## Written instruction
Please set down all the lines beneath this one exactly, without the pictures.

## Input
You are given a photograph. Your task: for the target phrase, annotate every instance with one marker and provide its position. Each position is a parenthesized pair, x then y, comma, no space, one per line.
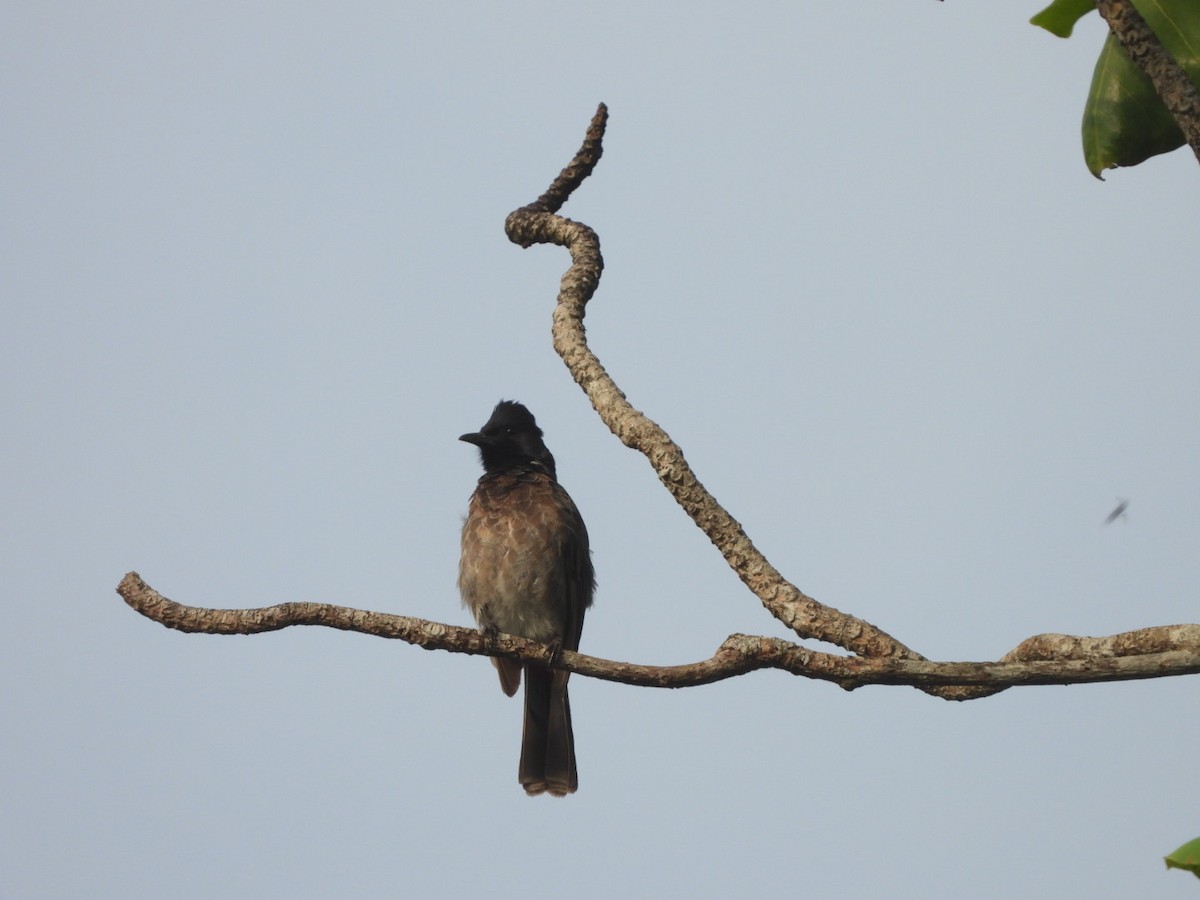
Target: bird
(1119,513)
(526,570)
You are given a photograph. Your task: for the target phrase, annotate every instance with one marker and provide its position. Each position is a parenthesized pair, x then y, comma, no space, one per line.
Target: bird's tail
(547,745)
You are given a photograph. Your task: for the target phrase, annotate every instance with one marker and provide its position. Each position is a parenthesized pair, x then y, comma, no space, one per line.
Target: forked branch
(877,657)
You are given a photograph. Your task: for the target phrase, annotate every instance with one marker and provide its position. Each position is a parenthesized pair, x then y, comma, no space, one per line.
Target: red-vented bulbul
(526,570)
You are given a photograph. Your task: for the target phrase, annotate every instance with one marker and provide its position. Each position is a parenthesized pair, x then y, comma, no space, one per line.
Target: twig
(1141,45)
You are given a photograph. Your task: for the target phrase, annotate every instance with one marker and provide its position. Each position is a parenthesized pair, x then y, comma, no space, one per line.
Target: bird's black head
(511,439)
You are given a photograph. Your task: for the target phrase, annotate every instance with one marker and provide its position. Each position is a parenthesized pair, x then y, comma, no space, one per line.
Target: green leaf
(1060,17)
(1125,121)
(1186,857)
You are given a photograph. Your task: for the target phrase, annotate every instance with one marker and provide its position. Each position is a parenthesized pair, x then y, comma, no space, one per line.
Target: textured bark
(1179,94)
(879,658)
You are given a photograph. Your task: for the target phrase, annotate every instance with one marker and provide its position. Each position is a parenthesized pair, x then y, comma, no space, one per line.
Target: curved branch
(1173,84)
(537,223)
(1152,653)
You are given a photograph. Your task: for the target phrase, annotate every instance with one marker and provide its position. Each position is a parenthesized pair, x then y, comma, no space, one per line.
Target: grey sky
(256,285)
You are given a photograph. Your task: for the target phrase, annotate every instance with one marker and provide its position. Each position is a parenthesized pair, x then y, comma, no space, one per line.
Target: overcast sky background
(256,285)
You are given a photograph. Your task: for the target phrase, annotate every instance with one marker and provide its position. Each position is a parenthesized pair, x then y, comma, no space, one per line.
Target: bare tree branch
(881,659)
(1122,658)
(1174,85)
(807,617)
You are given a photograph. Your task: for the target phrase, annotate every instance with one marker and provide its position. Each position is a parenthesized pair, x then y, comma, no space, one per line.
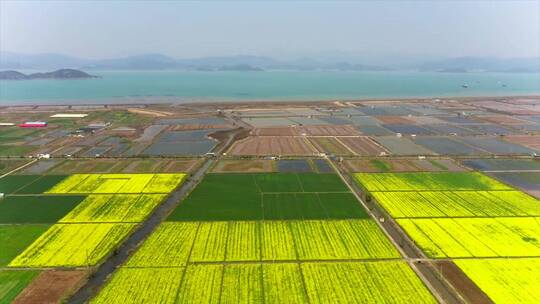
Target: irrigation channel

## Response below
You are given a photograph. Your task: for the target phrase, annotate every instance with one marker and provide its position. Each position is a parenthesized pair, x then y, comma, no space, one per line.
Target: bird
(1119,513)
(526,570)
You are given a photograph. Your task: for the target phrase, annotate every instance with one marker and provide its position. Each position is a parenthesized pair, x then y, comma, no space, one per line.
Target: bird's tail
(547,745)
You are given a photograph. Your task: for the target phrase, annotate every instance with one marker and provide its position. Each position is a parenthesized pair, x then y, comma, no space, one per line.
Target: forked branch
(877,657)
You are given a photograph. Your task: for the target phrase, annotate every instance with one marker and provide its position. Each position is a parenthesized pair, x then y, comma, no space, one per line.
Target: red-vented bulbul
(526,570)
You are given a photograph. Your task: for the target phrase, annotate every instance with one marker and provide its position. Each position is a parenthesized pair, x then y, comma, no space, one per line.
Target: twig
(1141,45)
You are given a photograph. Your task: for the target phrase, annotate every instance with one marker and provide its position. Each position is a parenthesized pair, x then y, comma, no space, one per line.
Target: bird's black head
(511,439)
You are given a photograph. Your task: for the target phrase, annotate every instance with one marker and provide its position. Each position is a parenthesized pair, x then y, comma, no space, one per line.
Target: green leaf
(1060,17)
(1125,121)
(1186,857)
You are given a photograph. Your task: for the target phrase, annotate every instance with one marker and provide its position. Each position is a parenthesized pair, x then y, comma, no space, one per line.
Target: textured bark
(1179,94)
(879,658)
You are given a photograph. Your task: for the target phrase, annotate every instance with one marker and provide its position. Each position is a parenthesized pair, x then y, comma, no space, one per line.
Target: curved branch
(1173,84)
(537,223)
(1152,653)
You are given a photograph. Your task: for the target phrase, annotate every instance with one marker and provide its position. Each position is a parenthesized pair, x then y, comma, no space, one per line.
Target: grey sky
(256,285)
You are given a photograph. Your task: for the target phrase, annotate every instance with one marker and provide its position. Each position is a parenthesized pair, x then y, comma, no space, one per line.
Target: overcast sky background
(256,285)
You are given a photograph. Your task: for the target phrase, annotate every instance with one marker and provide its position. Each position is a parenthesized pair, x then y, comma, no space, one per line.
Target: bare tree branch
(881,659)
(1122,658)
(1174,85)
(807,617)
You are given a photograph. Your task: for the target phrase, annotate every instance with one marker and provide its position. Each position is a parenthesized pair, x then y, comma, no space, one per line.
Target: irrigation channel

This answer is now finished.